• _What you have to do_:
Pull out every line of the listing below that contains the string "pile". Uppercase and lowercase letters count as different.

• _Supplied material_:
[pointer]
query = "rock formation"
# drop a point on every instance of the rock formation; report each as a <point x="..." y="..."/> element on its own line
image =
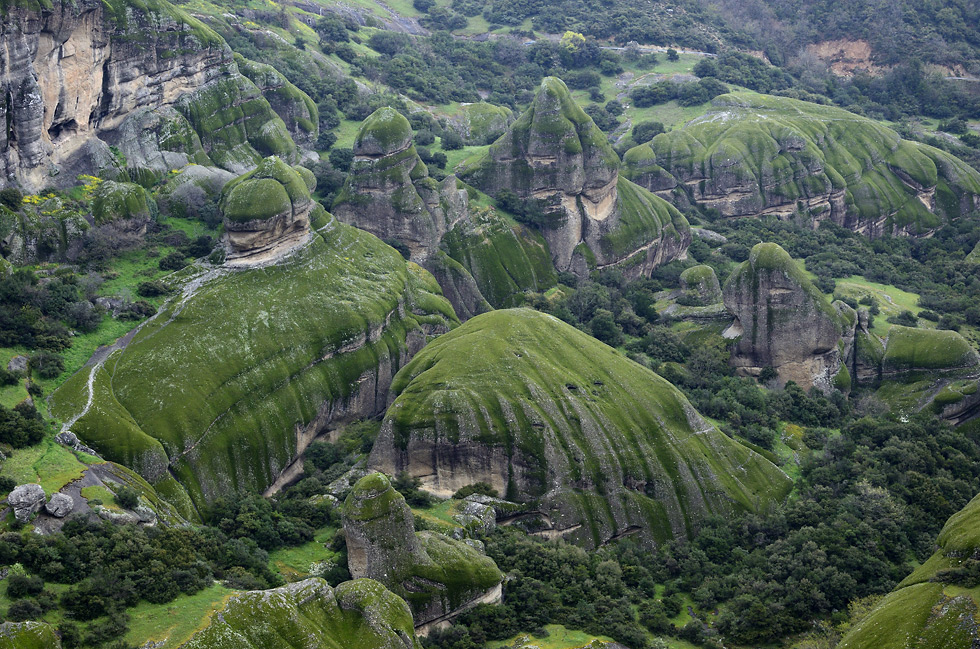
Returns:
<point x="266" y="213"/>
<point x="26" y="500"/>
<point x="700" y="286"/>
<point x="309" y="614"/>
<point x="225" y="388"/>
<point x="389" y="191"/>
<point x="593" y="444"/>
<point x="782" y="321"/>
<point x="758" y="154"/>
<point x="479" y="257"/>
<point x="555" y="153"/>
<point x="144" y="77"/>
<point x="437" y="575"/>
<point x="933" y="606"/>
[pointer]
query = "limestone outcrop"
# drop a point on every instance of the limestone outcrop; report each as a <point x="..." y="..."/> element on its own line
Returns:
<point x="758" y="154"/>
<point x="782" y="321"/>
<point x="480" y="257"/>
<point x="591" y="444"/>
<point x="266" y="213"/>
<point x="699" y="286"/>
<point x="309" y="614"/>
<point x="555" y="154"/>
<point x="389" y="191"/>
<point x="146" y="78"/>
<point x="437" y="575"/>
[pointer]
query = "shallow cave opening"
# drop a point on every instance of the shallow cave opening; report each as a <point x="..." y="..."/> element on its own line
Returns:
<point x="59" y="129"/>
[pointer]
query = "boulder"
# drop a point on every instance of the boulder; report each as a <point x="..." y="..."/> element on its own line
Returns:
<point x="17" y="364"/>
<point x="26" y="500"/>
<point x="438" y="576"/>
<point x="700" y="286"/>
<point x="586" y="440"/>
<point x="782" y="321"/>
<point x="555" y="156"/>
<point x="60" y="505"/>
<point x="266" y="213"/>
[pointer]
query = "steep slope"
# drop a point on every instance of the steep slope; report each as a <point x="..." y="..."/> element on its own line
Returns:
<point x="144" y="77"/>
<point x="359" y="614"/>
<point x="479" y="256"/>
<point x="226" y="386"/>
<point x="556" y="154"/>
<point x="782" y="321"/>
<point x="548" y="415"/>
<point x="437" y="575"/>
<point x="936" y="607"/>
<point x="758" y="154"/>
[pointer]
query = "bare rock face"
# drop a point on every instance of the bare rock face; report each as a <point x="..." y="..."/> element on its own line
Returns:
<point x="389" y="191"/>
<point x="26" y="500"/>
<point x="556" y="155"/>
<point x="438" y="576"/>
<point x="266" y="213"/>
<point x="60" y="505"/>
<point x="700" y="286"/>
<point x="76" y="74"/>
<point x="782" y="321"/>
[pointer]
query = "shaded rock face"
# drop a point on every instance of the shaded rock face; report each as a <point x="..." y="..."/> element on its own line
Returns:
<point x="75" y="74"/>
<point x="555" y="153"/>
<point x="389" y="192"/>
<point x="594" y="445"/>
<point x="309" y="614"/>
<point x="781" y="321"/>
<point x="437" y="575"/>
<point x="60" y="505"/>
<point x="266" y="213"/>
<point x="26" y="500"/>
<point x="755" y="155"/>
<point x="700" y="286"/>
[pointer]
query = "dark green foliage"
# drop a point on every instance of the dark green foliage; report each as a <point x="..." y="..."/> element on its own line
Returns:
<point x="12" y="198"/>
<point x="481" y="488"/>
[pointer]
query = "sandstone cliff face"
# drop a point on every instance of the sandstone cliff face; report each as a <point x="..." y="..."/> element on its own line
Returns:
<point x="389" y="192"/>
<point x="595" y="445"/>
<point x="74" y="75"/>
<point x="755" y="155"/>
<point x="308" y="615"/>
<point x="437" y="575"/>
<point x="555" y="153"/>
<point x="782" y="321"/>
<point x="266" y="213"/>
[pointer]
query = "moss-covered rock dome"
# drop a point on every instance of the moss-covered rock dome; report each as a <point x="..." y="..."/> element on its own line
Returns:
<point x="550" y="416"/>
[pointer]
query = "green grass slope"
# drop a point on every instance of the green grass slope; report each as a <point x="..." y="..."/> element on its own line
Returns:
<point x="757" y="153"/>
<point x="548" y="414"/>
<point x="215" y="390"/>
<point x="359" y="614"/>
<point x="936" y="607"/>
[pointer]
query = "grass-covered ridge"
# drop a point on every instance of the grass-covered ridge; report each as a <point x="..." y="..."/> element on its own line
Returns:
<point x="214" y="390"/>
<point x="563" y="418"/>
<point x="755" y="154"/>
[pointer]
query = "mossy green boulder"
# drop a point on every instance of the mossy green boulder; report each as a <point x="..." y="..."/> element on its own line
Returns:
<point x="782" y="321"/>
<point x="226" y="386"/>
<point x="594" y="219"/>
<point x="437" y="575"/>
<point x="359" y="614"/>
<point x="936" y="606"/>
<point x="758" y="154"/>
<point x="912" y="350"/>
<point x="266" y="212"/>
<point x="550" y="416"/>
<point x="121" y="201"/>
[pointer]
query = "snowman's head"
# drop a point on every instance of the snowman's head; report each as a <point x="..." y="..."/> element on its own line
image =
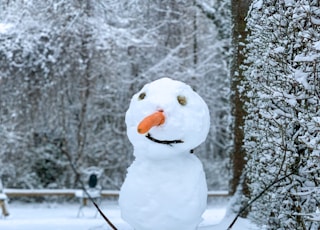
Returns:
<point x="166" y="118"/>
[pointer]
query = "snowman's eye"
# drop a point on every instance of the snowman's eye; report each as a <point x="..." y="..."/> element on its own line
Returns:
<point x="182" y="100"/>
<point x="142" y="96"/>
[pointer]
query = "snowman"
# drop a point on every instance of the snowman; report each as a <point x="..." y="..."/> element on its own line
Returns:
<point x="165" y="187"/>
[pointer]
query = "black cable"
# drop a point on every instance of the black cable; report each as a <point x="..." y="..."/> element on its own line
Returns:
<point x="74" y="169"/>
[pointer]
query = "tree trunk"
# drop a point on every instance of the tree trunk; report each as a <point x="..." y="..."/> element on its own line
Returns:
<point x="239" y="10"/>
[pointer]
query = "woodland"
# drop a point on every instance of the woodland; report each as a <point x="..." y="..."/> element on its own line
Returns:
<point x="68" y="70"/>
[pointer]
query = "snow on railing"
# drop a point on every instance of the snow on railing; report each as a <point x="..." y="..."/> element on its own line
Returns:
<point x="11" y="192"/>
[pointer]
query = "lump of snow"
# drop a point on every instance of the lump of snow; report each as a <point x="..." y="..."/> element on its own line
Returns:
<point x="316" y="45"/>
<point x="279" y="49"/>
<point x="4" y="27"/>
<point x="308" y="58"/>
<point x="302" y="78"/>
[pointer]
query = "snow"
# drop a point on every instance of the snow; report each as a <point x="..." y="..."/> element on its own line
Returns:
<point x="165" y="187"/>
<point x="4" y="27"/>
<point x="53" y="216"/>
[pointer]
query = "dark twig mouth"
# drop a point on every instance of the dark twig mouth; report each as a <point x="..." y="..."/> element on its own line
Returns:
<point x="166" y="142"/>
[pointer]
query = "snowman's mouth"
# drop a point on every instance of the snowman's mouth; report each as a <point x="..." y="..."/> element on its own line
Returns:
<point x="166" y="142"/>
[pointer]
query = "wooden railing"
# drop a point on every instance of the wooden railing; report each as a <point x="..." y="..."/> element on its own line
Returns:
<point x="71" y="192"/>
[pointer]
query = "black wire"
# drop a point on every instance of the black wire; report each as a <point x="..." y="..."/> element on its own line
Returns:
<point x="256" y="198"/>
<point x="74" y="169"/>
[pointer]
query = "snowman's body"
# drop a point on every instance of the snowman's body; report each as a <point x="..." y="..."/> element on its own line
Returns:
<point x="165" y="187"/>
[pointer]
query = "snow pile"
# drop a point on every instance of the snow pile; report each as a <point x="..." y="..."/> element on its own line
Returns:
<point x="165" y="187"/>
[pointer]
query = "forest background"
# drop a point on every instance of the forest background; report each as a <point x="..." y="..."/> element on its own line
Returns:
<point x="69" y="68"/>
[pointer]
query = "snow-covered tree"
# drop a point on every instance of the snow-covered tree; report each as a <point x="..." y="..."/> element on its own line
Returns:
<point x="69" y="69"/>
<point x="282" y="125"/>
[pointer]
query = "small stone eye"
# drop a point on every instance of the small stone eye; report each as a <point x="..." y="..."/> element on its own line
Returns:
<point x="182" y="100"/>
<point x="142" y="96"/>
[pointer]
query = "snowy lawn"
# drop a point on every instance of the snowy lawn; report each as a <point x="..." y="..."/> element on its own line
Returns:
<point x="52" y="216"/>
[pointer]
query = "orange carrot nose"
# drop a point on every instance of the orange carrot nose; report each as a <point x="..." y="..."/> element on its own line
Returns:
<point x="150" y="121"/>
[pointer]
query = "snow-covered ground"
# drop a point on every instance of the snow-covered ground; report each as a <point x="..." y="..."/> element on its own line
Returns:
<point x="53" y="216"/>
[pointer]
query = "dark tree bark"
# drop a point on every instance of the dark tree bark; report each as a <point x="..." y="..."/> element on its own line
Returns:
<point x="239" y="10"/>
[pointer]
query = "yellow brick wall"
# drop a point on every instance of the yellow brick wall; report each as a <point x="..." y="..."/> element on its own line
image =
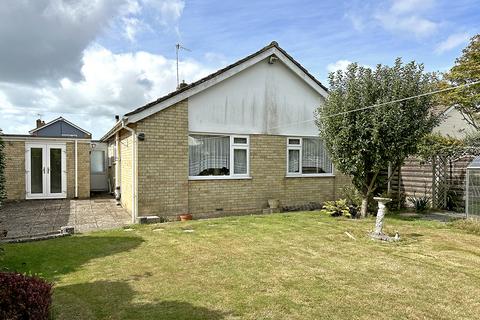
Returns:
<point x="126" y="147"/>
<point x="268" y="181"/>
<point x="163" y="165"/>
<point x="83" y="169"/>
<point x="164" y="188"/>
<point x="15" y="169"/>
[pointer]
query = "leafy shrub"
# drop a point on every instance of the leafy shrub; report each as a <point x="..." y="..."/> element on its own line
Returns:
<point x="468" y="225"/>
<point x="24" y="297"/>
<point x="352" y="195"/>
<point x="421" y="204"/>
<point x="336" y="208"/>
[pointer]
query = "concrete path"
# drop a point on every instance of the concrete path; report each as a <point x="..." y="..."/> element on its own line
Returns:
<point x="442" y="216"/>
<point x="37" y="217"/>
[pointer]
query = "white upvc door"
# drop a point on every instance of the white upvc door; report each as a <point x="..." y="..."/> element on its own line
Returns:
<point x="46" y="171"/>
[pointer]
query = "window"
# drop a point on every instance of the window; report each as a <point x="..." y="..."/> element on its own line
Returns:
<point x="308" y="156"/>
<point x="98" y="161"/>
<point x="213" y="156"/>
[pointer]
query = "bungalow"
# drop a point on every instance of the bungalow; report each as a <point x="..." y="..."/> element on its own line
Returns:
<point x="226" y="144"/>
<point x="51" y="162"/>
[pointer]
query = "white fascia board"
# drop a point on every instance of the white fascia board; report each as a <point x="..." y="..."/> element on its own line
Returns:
<point x="225" y="75"/>
<point x="299" y="72"/>
<point x="36" y="138"/>
<point x="56" y="120"/>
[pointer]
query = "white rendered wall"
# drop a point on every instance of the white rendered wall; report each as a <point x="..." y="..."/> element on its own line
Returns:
<point x="262" y="99"/>
<point x="454" y="125"/>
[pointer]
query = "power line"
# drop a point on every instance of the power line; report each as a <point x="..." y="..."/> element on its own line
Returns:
<point x="380" y="104"/>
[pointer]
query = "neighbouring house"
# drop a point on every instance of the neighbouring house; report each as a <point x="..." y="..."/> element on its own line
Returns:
<point x="453" y="124"/>
<point x="52" y="162"/>
<point x="227" y="143"/>
<point x="443" y="179"/>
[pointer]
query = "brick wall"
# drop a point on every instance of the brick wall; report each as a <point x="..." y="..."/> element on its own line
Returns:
<point x="126" y="147"/>
<point x="83" y="169"/>
<point x="163" y="165"/>
<point x="164" y="188"/>
<point x="267" y="169"/>
<point x="15" y="169"/>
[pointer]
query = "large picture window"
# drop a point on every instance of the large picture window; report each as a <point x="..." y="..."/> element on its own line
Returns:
<point x="308" y="156"/>
<point x="218" y="156"/>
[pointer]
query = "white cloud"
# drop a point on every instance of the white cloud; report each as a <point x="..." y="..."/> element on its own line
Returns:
<point x="338" y="65"/>
<point x="453" y="41"/>
<point x="405" y="16"/>
<point x="357" y="20"/>
<point x="406" y="6"/>
<point x="112" y="84"/>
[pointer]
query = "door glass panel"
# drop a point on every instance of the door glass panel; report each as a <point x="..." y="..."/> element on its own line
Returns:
<point x="294" y="161"/>
<point x="55" y="170"/>
<point x="98" y="161"/>
<point x="36" y="174"/>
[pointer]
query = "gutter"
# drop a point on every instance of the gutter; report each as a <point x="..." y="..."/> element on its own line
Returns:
<point x="134" y="180"/>
<point x="76" y="169"/>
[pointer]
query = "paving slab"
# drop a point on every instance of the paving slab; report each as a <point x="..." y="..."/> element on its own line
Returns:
<point x="32" y="217"/>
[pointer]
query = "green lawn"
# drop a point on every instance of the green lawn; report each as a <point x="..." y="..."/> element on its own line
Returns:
<point x="281" y="266"/>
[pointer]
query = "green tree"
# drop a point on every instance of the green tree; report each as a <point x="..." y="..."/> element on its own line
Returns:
<point x="362" y="143"/>
<point x="466" y="70"/>
<point x="3" y="191"/>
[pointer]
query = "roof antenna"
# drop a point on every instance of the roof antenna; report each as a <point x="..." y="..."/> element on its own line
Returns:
<point x="178" y="46"/>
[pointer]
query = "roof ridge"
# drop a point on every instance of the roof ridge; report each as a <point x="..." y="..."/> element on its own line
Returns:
<point x="273" y="44"/>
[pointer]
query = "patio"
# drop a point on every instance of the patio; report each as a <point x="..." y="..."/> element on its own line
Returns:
<point x="30" y="218"/>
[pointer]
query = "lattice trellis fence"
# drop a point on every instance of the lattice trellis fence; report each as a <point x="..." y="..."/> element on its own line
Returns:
<point x="440" y="181"/>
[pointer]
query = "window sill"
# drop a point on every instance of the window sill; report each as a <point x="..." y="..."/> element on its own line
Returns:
<point x="320" y="175"/>
<point x="218" y="178"/>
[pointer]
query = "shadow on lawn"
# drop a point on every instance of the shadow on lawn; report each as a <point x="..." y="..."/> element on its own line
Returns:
<point x="53" y="258"/>
<point x="114" y="300"/>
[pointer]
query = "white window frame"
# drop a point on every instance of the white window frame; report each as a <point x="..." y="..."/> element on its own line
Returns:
<point x="300" y="174"/>
<point x="233" y="146"/>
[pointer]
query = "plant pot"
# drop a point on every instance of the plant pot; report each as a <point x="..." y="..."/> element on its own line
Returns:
<point x="186" y="217"/>
<point x="273" y="203"/>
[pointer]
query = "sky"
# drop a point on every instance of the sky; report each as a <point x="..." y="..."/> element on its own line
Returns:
<point x="88" y="60"/>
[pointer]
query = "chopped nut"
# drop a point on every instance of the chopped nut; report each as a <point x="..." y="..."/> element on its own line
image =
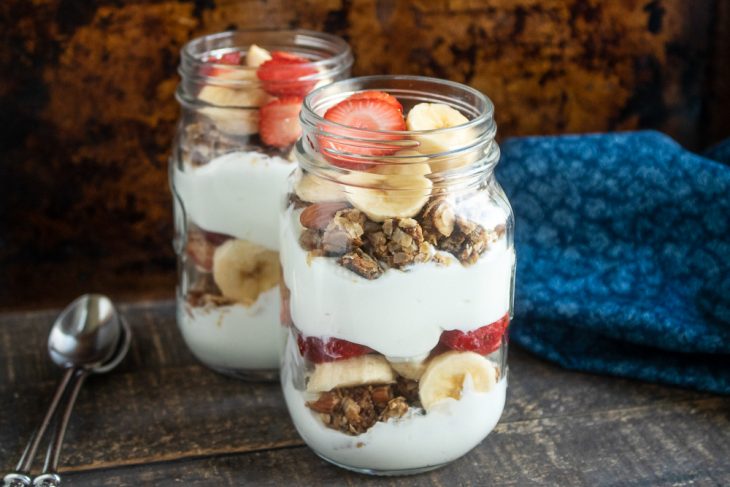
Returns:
<point x="318" y="215"/>
<point x="398" y="243"/>
<point x="362" y="264"/>
<point x="396" y="408"/>
<point x="310" y="239"/>
<point x="354" y="410"/>
<point x="343" y="232"/>
<point x="382" y="394"/>
<point x="439" y="214"/>
<point x="326" y="403"/>
<point x="207" y="300"/>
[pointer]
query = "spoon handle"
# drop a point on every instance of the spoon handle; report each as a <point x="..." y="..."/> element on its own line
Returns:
<point x="49" y="477"/>
<point x="26" y="460"/>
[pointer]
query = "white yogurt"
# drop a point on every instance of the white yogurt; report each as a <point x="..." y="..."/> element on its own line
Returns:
<point x="235" y="337"/>
<point x="416" y="441"/>
<point x="238" y="194"/>
<point x="401" y="313"/>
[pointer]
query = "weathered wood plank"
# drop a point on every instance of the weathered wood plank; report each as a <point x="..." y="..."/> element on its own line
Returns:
<point x="162" y="416"/>
<point x="682" y="444"/>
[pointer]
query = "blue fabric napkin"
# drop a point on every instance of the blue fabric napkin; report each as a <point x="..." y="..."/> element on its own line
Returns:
<point x="623" y="255"/>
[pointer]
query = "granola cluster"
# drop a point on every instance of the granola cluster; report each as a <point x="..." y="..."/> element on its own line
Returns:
<point x="368" y="248"/>
<point x="354" y="410"/>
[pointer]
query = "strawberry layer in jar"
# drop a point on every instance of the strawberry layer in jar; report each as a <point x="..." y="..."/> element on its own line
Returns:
<point x="241" y="94"/>
<point x="398" y="274"/>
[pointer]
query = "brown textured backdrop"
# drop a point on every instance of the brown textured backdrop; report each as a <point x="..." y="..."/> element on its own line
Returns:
<point x="87" y="109"/>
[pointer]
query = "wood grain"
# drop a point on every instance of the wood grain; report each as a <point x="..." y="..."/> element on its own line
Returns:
<point x="88" y="113"/>
<point x="161" y="419"/>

• _Answer to the problem_:
query = "snow pile"
# drop a point on every instance of the snow pile; report each as a <point x="..." y="..."/> element on its own line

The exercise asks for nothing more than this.